**Dataset entries**
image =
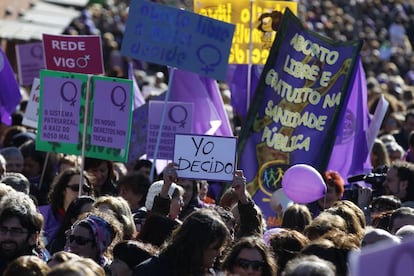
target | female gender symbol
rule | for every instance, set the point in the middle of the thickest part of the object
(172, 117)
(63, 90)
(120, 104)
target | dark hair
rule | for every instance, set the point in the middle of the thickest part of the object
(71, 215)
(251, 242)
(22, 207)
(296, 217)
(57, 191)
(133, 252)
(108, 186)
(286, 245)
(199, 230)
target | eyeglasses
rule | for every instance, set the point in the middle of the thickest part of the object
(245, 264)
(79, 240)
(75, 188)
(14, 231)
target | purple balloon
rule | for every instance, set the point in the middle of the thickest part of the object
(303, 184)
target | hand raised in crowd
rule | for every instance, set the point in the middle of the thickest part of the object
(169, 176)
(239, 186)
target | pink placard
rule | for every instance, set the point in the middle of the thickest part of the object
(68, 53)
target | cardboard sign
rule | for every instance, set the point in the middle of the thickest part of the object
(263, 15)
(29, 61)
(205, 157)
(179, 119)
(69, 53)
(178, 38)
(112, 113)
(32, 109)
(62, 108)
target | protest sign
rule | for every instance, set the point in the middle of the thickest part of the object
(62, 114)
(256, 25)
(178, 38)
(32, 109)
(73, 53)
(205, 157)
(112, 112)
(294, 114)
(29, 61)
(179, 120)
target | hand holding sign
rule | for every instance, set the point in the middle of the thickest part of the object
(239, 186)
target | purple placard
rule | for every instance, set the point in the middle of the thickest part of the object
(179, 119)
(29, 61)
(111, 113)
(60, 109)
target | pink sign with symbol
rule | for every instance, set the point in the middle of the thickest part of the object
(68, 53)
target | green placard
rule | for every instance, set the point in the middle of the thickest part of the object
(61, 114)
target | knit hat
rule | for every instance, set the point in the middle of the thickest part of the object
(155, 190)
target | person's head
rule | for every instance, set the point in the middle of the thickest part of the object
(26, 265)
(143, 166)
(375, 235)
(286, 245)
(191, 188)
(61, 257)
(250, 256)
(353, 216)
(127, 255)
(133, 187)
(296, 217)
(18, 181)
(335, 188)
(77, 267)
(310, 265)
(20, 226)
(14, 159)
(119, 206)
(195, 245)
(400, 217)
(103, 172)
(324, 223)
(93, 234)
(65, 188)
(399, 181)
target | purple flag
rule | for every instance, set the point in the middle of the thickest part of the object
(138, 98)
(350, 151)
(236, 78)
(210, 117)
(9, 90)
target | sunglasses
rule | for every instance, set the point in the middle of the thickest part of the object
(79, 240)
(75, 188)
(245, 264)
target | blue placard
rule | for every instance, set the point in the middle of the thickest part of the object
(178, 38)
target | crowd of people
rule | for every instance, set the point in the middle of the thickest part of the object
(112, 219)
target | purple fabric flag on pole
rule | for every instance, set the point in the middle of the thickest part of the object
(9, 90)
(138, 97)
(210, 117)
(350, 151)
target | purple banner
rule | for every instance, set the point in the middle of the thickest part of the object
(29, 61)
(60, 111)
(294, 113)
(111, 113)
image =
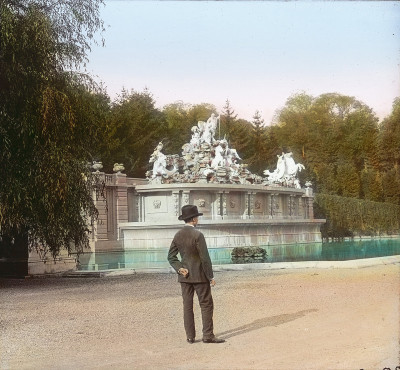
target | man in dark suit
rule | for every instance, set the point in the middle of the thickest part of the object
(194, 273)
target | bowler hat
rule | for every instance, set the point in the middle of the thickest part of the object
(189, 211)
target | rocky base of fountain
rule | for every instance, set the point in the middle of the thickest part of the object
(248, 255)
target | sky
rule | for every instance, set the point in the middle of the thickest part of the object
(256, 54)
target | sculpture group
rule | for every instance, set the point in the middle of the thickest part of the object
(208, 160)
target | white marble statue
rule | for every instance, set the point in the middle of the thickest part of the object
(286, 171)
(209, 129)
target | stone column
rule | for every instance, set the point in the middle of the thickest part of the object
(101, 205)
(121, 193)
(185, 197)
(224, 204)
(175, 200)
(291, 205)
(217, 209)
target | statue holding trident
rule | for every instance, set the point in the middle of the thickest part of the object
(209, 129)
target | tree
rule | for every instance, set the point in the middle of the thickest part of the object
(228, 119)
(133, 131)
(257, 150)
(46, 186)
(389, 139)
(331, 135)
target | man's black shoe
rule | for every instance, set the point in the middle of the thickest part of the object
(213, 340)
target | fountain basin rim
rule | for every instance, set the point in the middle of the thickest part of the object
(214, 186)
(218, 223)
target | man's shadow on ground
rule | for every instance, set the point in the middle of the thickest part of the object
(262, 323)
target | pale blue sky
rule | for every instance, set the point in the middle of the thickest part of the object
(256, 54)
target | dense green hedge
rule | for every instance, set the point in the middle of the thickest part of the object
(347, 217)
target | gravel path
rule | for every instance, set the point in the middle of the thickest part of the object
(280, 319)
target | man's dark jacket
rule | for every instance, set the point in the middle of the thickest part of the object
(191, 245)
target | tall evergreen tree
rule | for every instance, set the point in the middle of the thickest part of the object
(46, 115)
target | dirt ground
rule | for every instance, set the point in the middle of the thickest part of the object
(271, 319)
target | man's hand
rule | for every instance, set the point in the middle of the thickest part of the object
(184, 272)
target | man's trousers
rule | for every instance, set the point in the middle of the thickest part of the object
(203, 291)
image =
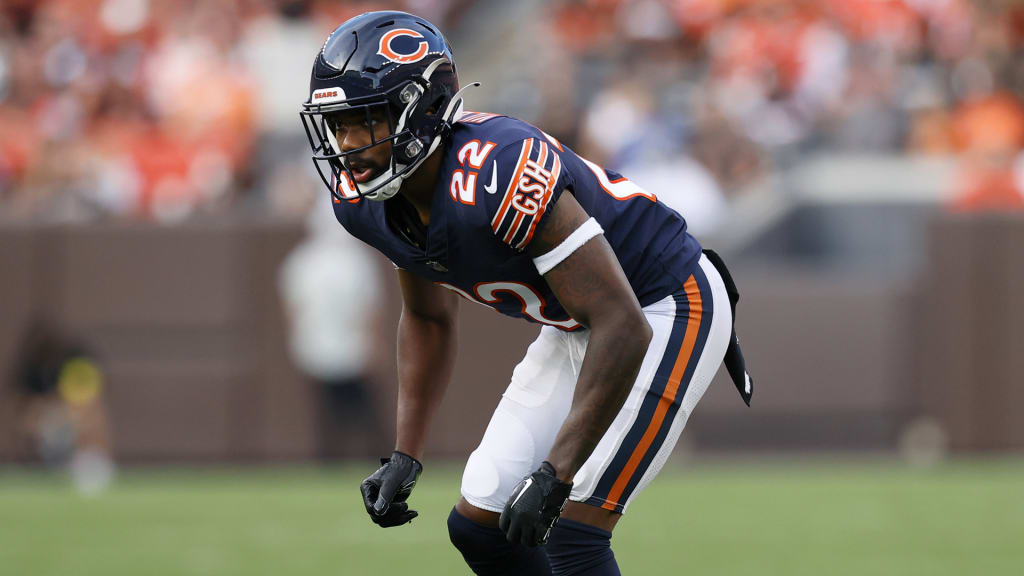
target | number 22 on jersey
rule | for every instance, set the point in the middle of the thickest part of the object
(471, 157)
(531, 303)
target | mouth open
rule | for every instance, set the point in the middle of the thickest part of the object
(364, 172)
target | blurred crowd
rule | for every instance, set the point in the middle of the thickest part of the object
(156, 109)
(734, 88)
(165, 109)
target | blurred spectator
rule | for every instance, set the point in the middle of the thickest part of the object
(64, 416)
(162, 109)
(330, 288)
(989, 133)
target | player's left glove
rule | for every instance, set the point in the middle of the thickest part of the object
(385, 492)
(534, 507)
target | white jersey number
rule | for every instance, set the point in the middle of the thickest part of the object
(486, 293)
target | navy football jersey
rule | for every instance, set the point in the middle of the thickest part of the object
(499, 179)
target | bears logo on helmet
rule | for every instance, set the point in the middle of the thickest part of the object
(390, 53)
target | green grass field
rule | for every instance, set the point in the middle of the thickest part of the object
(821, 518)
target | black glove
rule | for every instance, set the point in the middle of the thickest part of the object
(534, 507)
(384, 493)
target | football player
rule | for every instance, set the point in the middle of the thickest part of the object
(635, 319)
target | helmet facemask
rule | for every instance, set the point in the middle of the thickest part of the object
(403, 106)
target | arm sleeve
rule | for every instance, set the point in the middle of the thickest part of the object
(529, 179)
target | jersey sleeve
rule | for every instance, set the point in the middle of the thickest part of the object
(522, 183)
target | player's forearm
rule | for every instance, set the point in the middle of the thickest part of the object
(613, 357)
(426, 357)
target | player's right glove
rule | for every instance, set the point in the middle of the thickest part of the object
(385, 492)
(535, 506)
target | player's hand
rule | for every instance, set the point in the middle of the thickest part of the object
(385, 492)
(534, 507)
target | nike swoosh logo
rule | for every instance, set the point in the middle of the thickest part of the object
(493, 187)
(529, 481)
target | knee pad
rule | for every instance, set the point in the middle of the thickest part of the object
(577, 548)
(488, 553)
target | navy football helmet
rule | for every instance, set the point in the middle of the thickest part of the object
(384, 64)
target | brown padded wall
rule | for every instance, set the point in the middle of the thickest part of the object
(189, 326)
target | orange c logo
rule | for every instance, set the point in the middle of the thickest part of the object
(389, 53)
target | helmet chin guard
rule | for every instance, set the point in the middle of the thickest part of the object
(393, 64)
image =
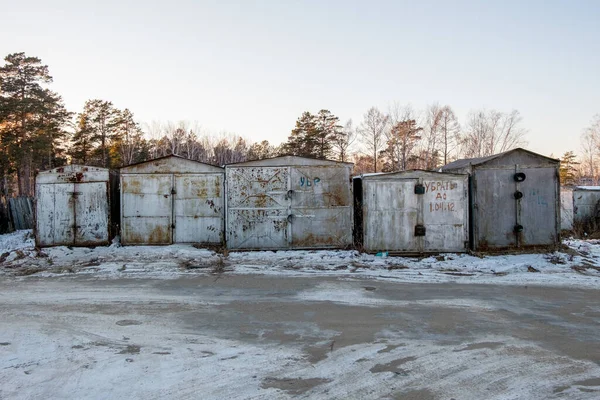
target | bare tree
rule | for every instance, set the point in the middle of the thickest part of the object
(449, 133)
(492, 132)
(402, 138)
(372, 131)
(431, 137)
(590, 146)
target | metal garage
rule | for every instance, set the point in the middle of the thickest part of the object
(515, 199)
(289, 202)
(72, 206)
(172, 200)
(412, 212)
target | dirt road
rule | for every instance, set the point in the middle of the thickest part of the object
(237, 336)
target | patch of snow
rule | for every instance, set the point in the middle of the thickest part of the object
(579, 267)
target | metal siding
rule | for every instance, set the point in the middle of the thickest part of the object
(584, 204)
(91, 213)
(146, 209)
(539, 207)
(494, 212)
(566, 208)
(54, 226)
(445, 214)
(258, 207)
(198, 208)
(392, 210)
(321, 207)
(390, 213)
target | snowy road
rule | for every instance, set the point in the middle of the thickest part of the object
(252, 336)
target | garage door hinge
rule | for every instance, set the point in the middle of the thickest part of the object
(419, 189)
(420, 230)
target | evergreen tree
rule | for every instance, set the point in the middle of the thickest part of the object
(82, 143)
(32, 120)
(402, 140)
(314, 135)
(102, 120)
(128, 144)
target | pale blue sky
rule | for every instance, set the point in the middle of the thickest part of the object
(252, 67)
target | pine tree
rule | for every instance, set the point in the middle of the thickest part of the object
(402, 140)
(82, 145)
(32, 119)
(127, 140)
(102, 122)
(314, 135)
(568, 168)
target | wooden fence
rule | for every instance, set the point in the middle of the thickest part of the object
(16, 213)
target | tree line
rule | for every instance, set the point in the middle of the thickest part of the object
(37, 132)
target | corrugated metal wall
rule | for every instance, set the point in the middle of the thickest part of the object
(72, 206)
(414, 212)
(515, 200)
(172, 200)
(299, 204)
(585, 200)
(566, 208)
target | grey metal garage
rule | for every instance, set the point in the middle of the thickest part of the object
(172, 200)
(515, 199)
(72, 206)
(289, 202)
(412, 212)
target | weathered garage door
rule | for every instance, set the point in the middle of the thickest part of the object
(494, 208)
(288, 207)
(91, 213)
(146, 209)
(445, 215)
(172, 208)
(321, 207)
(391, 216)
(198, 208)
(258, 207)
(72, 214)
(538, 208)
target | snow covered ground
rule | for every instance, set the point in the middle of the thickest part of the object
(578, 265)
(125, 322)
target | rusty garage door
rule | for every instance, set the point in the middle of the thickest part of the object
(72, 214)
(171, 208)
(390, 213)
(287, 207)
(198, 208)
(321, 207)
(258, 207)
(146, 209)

**Written request**
Rewrite the items starting at the line containing "target | snow covered ground" and ending at the last line of the items, with "rusty" replaced by "corroded" and nothing else changed.

**Answer below**
target | snow covered ground
rule | for every instance, set the point in the middle of the thickest part of the object
(578, 265)
(125, 322)
target | corroded garage door
rule | for every instance, set the point in the middle of the thickest part of the object
(72, 214)
(171, 208)
(390, 213)
(287, 207)
(198, 208)
(321, 207)
(258, 207)
(146, 209)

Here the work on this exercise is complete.